WHAT YOU WILL DO: Write out exactly the lines below that run from the line containing "vent, one per animal or object that matches." through the last line of the records.

Excerpts of location labeling data:
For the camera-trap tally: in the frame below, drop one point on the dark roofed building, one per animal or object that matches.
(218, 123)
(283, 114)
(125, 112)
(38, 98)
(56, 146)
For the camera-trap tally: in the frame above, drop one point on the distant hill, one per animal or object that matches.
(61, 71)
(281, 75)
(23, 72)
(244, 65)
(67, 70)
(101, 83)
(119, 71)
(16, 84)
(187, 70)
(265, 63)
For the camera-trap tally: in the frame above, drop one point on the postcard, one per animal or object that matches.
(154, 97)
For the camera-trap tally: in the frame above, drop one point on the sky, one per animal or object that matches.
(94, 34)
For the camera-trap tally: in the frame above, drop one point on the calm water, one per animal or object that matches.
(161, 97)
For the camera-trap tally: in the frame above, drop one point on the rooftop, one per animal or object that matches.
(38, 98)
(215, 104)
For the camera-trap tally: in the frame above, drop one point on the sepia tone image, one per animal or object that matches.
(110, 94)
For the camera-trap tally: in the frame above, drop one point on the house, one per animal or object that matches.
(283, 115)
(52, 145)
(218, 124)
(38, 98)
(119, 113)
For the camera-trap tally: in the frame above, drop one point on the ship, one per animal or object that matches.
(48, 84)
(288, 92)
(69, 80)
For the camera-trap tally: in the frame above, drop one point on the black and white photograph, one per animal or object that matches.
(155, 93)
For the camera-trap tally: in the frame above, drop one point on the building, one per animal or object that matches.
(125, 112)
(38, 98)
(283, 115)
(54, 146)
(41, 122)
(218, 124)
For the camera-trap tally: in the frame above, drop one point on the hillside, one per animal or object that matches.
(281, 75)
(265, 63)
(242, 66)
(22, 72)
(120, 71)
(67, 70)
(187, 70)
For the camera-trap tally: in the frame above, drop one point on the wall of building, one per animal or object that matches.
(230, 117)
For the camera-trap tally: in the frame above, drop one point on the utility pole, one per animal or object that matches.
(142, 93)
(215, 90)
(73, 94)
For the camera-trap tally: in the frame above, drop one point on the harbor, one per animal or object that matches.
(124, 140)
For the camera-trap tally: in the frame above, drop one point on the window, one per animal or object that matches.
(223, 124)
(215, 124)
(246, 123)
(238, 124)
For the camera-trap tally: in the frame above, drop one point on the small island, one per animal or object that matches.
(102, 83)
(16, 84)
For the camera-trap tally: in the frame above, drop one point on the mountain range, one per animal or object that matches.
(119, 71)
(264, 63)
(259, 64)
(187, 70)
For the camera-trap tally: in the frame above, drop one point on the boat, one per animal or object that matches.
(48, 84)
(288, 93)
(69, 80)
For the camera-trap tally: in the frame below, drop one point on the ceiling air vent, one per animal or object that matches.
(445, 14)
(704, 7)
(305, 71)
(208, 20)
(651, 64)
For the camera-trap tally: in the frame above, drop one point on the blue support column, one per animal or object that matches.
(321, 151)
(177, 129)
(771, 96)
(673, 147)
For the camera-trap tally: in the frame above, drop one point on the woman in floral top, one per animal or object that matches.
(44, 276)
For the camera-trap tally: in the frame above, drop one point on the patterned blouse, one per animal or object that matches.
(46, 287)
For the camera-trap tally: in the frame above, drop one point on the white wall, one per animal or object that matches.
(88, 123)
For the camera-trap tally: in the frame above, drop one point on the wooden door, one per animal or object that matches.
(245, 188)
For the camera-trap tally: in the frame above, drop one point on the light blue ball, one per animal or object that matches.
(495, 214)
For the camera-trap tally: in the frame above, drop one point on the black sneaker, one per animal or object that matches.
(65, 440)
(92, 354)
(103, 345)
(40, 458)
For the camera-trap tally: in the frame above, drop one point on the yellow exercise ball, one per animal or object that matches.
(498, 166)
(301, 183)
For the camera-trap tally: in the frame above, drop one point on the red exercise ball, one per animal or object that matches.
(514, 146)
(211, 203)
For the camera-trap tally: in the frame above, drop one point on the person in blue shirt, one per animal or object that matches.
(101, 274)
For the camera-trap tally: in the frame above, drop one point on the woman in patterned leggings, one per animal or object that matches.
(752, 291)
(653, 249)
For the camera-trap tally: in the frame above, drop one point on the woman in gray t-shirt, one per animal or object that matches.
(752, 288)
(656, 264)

ANSWER TO THE PROBLEM:
For the camera-trap tally: in the frame below, drop one point on the ceiling air vent, one per animal or object that matches.
(445, 14)
(704, 7)
(305, 71)
(208, 20)
(651, 64)
For the camera-trap tally: in the frame above, drop one point on the blue support column, one per animal or object that matches.
(321, 151)
(177, 129)
(771, 96)
(673, 147)
For the camera-trap tally: in the frame above, drop one point on the woman in floral top, one per animal or object that matches.
(44, 276)
For the camera-trap tally: in the frame above, drop one point on the patterned blouse, one per animal or object that matches.
(46, 287)
For the camera-trap tally: in the frame above, drop one point on the white wall, one per animal or object that matches.
(88, 123)
For the camera-trap tally: in the frame above, drop one point on the wooden door, one per animal or object that matches.
(245, 188)
For the camera-trap tally: in the frame above, drop one point on the light blue ball, one per animal or object that matches.
(495, 214)
For the camera-trap tally: in the frame above, drop one point on the black sneaker, one per animal or object that matches.
(65, 440)
(92, 354)
(103, 345)
(40, 458)
For the camera-trap tally: in the frame above, drop one point on the yellow exercise ball, one per animal or object that matches.
(498, 166)
(301, 183)
For the camera-trap tally: in the frame above, drop one point on the red exercise ball, one per animal or object that matches.
(514, 146)
(211, 203)
For the camera-trap tally: in the frame above, drop one point on the person in blue shirt, one per animal or object that matches.
(101, 274)
For the camera-trap tally: in the frame above, drop one point on the woman in patterned leggings, one per animal or object that matches.
(752, 291)
(653, 249)
For the camera-trap tally: in the frame above, drop one point on the woman in gray t-shirt, one per animal or object that matches.
(752, 288)
(656, 264)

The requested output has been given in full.